— Start Supplied data —

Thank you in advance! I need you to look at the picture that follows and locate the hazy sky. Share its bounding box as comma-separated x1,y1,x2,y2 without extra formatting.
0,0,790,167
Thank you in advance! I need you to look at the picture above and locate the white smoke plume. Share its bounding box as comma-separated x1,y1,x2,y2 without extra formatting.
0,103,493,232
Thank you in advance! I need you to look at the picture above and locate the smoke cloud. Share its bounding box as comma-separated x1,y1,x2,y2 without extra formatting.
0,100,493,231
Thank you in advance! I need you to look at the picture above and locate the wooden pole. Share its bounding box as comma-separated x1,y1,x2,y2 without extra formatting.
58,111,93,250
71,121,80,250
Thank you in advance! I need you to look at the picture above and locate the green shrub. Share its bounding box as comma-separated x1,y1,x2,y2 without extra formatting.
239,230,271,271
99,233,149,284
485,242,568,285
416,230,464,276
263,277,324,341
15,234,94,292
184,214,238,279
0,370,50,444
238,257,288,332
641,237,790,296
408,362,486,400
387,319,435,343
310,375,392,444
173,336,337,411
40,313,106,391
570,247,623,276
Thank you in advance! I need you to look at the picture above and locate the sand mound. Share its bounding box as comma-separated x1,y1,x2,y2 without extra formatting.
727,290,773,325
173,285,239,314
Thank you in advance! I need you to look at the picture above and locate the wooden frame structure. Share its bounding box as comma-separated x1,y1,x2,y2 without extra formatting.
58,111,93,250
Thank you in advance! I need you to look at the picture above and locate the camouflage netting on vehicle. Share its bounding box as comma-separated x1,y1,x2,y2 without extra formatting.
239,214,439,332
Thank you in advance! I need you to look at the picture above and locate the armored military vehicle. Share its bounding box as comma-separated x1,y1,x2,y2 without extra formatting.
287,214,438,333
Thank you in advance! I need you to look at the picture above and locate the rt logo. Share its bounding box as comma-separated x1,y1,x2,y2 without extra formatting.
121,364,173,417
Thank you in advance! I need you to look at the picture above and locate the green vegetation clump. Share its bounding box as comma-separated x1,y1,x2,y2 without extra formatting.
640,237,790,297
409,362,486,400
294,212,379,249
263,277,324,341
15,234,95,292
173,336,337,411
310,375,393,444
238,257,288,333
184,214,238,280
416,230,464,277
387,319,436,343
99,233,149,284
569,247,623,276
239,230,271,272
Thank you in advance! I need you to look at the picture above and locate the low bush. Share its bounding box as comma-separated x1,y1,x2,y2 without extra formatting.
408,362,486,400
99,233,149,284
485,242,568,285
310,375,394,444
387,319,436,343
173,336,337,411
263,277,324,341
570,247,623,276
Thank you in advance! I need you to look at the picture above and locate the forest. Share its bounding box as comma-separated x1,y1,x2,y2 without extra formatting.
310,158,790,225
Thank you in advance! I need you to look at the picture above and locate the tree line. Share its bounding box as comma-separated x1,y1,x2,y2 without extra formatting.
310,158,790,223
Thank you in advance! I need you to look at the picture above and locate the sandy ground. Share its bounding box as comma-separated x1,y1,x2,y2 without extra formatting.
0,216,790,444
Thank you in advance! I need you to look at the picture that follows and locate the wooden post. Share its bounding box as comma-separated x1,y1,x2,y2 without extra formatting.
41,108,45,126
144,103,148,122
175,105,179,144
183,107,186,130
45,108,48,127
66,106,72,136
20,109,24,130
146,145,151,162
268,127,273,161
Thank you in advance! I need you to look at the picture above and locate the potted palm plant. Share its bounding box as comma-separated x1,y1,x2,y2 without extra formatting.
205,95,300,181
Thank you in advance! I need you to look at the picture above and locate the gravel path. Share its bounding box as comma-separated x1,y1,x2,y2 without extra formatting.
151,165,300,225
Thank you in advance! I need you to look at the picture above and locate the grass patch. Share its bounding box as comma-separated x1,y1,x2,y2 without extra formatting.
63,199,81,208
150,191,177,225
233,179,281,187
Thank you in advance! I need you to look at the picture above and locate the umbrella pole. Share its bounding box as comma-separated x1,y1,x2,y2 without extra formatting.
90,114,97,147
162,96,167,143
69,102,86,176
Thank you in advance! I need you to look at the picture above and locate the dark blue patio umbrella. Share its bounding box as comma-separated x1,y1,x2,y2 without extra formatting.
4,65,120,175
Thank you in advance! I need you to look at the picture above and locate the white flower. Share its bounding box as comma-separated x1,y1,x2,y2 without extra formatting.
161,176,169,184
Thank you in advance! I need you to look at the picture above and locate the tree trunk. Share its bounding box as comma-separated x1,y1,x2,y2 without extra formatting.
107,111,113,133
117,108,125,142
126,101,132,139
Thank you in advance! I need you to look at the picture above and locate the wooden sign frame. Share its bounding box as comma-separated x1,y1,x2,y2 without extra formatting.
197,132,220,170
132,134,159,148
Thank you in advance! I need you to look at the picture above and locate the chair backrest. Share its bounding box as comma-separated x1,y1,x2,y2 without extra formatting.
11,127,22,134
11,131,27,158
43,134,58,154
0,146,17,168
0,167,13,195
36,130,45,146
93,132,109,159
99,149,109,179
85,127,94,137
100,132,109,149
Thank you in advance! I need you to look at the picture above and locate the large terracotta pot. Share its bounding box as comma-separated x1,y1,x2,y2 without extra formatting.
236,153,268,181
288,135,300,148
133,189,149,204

— End Supplied data —

### Instructions to follow
Copy every one of the records above word for word, with no changes.

### Exercise answer
Thank you in advance! I need you to look at the picture that follows and locate the hazy sky. Share its bounding box as comma-separated x1,y1,x2,y2 without extra formatting.
0,0,790,167
Thank you in advance! I need you to look at the picture above and locate the white smoke plume. Share its bounding box as comma-separated x1,y1,x2,y2 without extra formatting.
0,103,493,232
Thank you in advance! I need you to look at the picture above and locate the smoke cloud. Share its bounding box as comma-separated x1,y1,x2,y2 without extra formatting.
0,100,493,231
Thank you in advance! I need you to look at the picture above and locate the wooden pole. Share its bounding box as comma-separated x1,y1,x2,y2 without extra formatting.
58,111,93,250
71,121,80,250
Thank you in advance! I need you to look at the picture above and locate the green shrub. Share its bounding box as comma-separated x1,y1,x2,y2 without extra formatting.
239,230,271,271
99,233,149,284
485,242,568,285
416,230,464,276
263,277,324,341
15,234,94,292
184,214,238,279
0,370,50,444
238,257,288,332
641,237,790,296
408,362,486,400
387,319,435,343
310,375,392,444
173,336,337,411
40,313,106,391
570,247,623,276
Thank you in advance! I need you to look at the picture above and locate the sand mound. Share its bounding box as comma-separated x1,y1,x2,y2 without extra formatting.
727,290,773,325
173,285,239,314
Thank you in advance! I need you to look at the picture above and locate the wooden frame structure. Share its bounding box as comma-separated x1,y1,x2,y2 without extra formatting.
58,111,93,250
Thank you in advance! I need you to look at the picture above and locate the camouflage netting on vehicle. Share its bounding box as comma-separated x1,y1,x2,y2 without extra formatting.
239,214,439,332
Thank you in advance! I need you to look at the picture above and locate the armored military vehicle. Share its bounding box as comma-separated x1,y1,x2,y2 without extra formatting.
287,214,438,333
Thank you in advance! I need you to look at the picture above and locate the rt logo. Share its bounding box as comma-separated x1,y1,x2,y2 without extra formatting.
121,364,173,417
Thank you in advance! I need you to look at the picture above and locate the green vegetation clump. Share its bounding box as comma-separated x1,y1,x2,y2 without extra formatting.
640,237,790,297
409,362,486,400
294,212,379,249
263,277,324,341
15,234,95,292
173,336,337,411
310,375,393,444
238,257,288,333
184,214,238,280
416,230,464,277
387,319,436,343
99,233,149,284
569,247,623,276
239,230,271,272
Thank you in advance! I need you to look at the picture above and locate the low bush. Share its bounding box as comma-separated x1,y1,x2,y2 without extra formatting.
408,362,486,400
99,233,149,284
485,242,568,285
310,375,394,444
387,319,436,343
173,336,337,411
263,277,324,341
570,247,623,276
Thank you in advance! I need you to look at the picture above and locate the forest. Share its bounding box as comma-separated x1,y1,x2,y2 without extra formatting.
310,158,790,225
Thank you in advance! I need you to look at the picture above and locate the tree line. Share its bounding box as comma-separated x1,y1,x2,y2 without extra formatting.
310,158,790,223
Thank you in advance! I need you to look at the picture above and locate the sandy ground. Share its bounding box as comma-separated x1,y1,x2,y2 without extra formatting.
0,216,790,444
Thank you in advance! I need you to look at the picture that follows and locate the wooden post. Share its bounding box as comma-separated x1,y1,x2,y2 without extra formatting.
41,108,45,126
144,103,148,122
175,105,179,144
183,107,186,130
45,108,48,127
66,106,72,136
20,109,24,130
146,145,151,162
268,127,273,161
Thank you in advance! I need you to look at the picture above and locate the potted palm plant. Share its bounding box as comma-separated x1,y1,x2,y2 without extra formatting.
205,95,300,181
Thank you in advance! I need you to look at the picture above and locate the gravel path. Share its bounding box as comma-separated x1,y1,x2,y2 without extra formatting.
151,165,300,225
Thank you in advance! I need you to look at the picture above and locate the grass patch. Share its bounding box as comma-separated x1,y1,x2,y2 without extra formatting.
63,199,81,208
150,191,177,225
233,179,281,187
Thank you in advance! I need you to look at the picture above and locate the umbrella pole. Share its bounding box as comma-separated x1,y1,x2,y2 without extra formatting.
90,114,97,147
162,96,167,143
69,102,86,176
Thank you in advance! I need you to look at the picture above and locate the dark blue patio umbrella. Share its bounding box as comma-separated x1,y1,x2,y2 without extra formatting.
4,65,120,175
Thank you in advance! I need you to look at the picture above and locate the white flower. Share its bounding box as comma-separated x1,y1,x2,y2 without extra formatting.
161,176,169,184
Thank you in advance! I need you to look at the picture above and locate the tree trunk. Share its bounding box as comma-separated x1,y1,x2,y2 without extra formatting.
107,111,113,133
117,108,125,142
126,101,132,139
Thank you in advance! I need you to look at the picture above and locate the wooden sign frame. Share its bounding box as comma-separated x1,y1,x2,y2 without extra formatting.
197,132,220,170
132,134,159,148
Thank you in advance! I need you to look at the picture above and locate the chair backrest. Share its bounding box as comma-separated x1,y1,x2,y2 without extra formatting.
11,127,22,134
11,131,27,158
43,134,58,154
0,146,17,168
0,167,13,195
36,130,45,146
93,132,109,159
99,149,109,179
85,127,94,137
100,132,109,149
Thank you in advance! I need you to look at the picture above and locate the large terracotta pot. Share its bounding box as comma-separated x1,y1,x2,y2 without extra formatting.
236,153,268,181
288,135,300,148
133,189,149,204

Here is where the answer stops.